== What to work on ==
The data below is to be copied exactly, line by line.

(Beginning of Material for this exercise)

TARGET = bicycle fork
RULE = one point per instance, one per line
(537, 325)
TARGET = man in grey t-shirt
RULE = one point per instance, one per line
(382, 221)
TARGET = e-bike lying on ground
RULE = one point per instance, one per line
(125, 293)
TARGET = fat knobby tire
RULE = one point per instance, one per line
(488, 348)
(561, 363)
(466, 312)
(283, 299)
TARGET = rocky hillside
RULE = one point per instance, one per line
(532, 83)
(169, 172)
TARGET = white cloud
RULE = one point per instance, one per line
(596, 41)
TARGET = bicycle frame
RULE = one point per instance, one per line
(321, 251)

(End of Material for this exercise)

== Written response ==
TARGET = bicycle fork
RULE = one point per instance, one per line
(537, 325)
TARGET = man in grey t-shirt
RULE = one point per instance, one per line
(382, 221)
TARGET = e-bike lying on ground
RULE = one point per instance, one per line
(125, 293)
TARGET = fat knobby tire
RULE = one point per instance, one per line
(488, 348)
(561, 363)
(466, 312)
(283, 299)
TARGET = rocky hillside
RULE = one point per instance, one per line
(532, 83)
(169, 172)
TARGET = white cloud
RULE = one point per instance, one per line
(596, 41)
TARGET = bicycle frame
RULE = one point per instance, one per line
(321, 251)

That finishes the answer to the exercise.